» **Work to do**
A - According to the forum thread, what does the law say any work, for money or otherwise, requires?
B - Repeat word for word the part of the forum thread that begins at the words "## imagemaker46 (Nov" and stops after "and passport control.".

» **Passage to read**
^^^^^^^^^^^^^^^^

Actually I am not quite sure that you have got it clear enough.  Whatever the method of payment and whether you sell your images or pay with it for services, whether it is friends you are dealing or businesses - this is all may be considered as work. Just think about it - by saying all these things you are putting the Customs officer in a difficult position, because he has to act according to the law. And the law says any work, for money or otherwise, requires a work visa.
You are nervous when you say you are a tourist and travel a lot, wait and see how nervous you will get if you start explaining all that "I am trading my pictures for accommodation and living expenses (which is in effect money) with friends" stuff to the officer... And then he will just ask: "Are you saying you will pay for your trip with pictures that you are going to take in US?"
Keep. It. Simple.


----------



## duarted (Nov 6, 2014)

Ok I got it! Thanks


----------



## imagemaker46 (Nov 6, 2014)

If you have nothing to hide then be honest as to why you are travelling.  The airport screening personal while seeming underpaid, undertrained and bitter that other people go places they can't, can really mess your plans up if you get caught with any kind of lie.  Being 100% honest is always your best way to travel, unless of course you have swallowed 20 rolls of kodachrome in condoms. They are very harsh of film mules.

Being serious, just be honest with security and passport control.


----------



## Tailgunner (Nov 6, 2014)

Braineack said:


> Oh youre telling this to Customs? * I'd tell them nothing, especially that you're here in the country for "business" without a work visa.*
> 
> "I'm here for travelling and taking pictures."



Agreed! 

I used to tell everyone that I was on vacation and I was a hobby photographer before I made it an official business.


----------

^^^^^^^^^^^^^^^^

» **Records supplied**
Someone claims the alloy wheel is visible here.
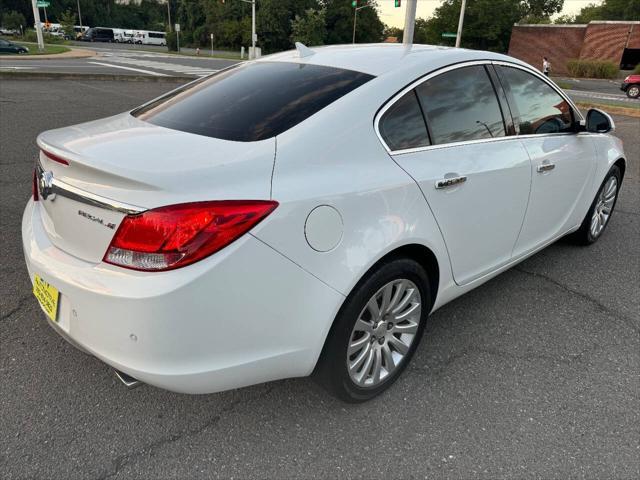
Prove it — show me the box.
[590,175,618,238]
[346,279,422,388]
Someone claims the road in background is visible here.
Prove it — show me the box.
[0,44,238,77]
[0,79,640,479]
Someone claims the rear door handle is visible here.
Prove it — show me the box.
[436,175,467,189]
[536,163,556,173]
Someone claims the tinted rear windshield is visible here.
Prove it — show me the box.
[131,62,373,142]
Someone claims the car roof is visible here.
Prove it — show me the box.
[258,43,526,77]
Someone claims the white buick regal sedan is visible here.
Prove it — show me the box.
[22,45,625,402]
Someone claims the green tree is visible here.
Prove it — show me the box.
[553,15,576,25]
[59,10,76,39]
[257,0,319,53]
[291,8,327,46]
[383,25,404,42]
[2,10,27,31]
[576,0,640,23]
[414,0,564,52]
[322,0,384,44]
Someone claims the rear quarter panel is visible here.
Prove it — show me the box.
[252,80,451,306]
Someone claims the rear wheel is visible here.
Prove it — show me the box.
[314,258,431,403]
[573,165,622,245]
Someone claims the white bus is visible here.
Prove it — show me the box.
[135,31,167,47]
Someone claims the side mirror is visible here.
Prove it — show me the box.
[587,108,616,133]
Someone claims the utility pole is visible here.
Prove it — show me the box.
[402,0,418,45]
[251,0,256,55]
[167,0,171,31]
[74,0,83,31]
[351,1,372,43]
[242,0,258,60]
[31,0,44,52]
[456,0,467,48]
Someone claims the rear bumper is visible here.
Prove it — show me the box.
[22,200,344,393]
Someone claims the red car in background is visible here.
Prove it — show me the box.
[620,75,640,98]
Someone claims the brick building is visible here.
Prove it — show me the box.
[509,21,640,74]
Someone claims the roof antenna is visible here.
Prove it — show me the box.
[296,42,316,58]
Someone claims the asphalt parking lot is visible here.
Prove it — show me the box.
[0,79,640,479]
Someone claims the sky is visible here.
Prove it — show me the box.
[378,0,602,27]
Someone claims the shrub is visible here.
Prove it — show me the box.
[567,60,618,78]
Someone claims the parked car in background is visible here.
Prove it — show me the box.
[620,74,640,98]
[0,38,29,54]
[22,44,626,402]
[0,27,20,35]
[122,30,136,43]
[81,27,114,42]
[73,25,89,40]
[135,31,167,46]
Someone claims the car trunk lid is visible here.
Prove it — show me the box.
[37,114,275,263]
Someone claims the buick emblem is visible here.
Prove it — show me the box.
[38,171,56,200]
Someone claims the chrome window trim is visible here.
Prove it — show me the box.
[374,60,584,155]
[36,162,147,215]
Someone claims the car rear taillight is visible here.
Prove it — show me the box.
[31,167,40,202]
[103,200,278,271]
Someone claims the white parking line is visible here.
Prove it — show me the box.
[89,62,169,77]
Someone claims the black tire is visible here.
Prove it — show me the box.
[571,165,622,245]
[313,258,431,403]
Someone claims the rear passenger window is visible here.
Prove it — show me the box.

^^^^^^^^^^^^^^^^

» **Solved tasks**
A - A work visa.

B -
## imagemaker46 (Nov 6, 2014)

If you have nothing to hide then be honest as to why you are travelling.  The airport screening personal while seeming underpaid, undertrained and bitter that other people go places they can't, can really mess your plans up if you get caught with any kind of lie.  Being 100% honest is always your best way to travel, unless of course you have swallowed 20 rolls of kodachrome in condoms. They are very harsh of film mules.

Being serious, just be honest with security and passport control.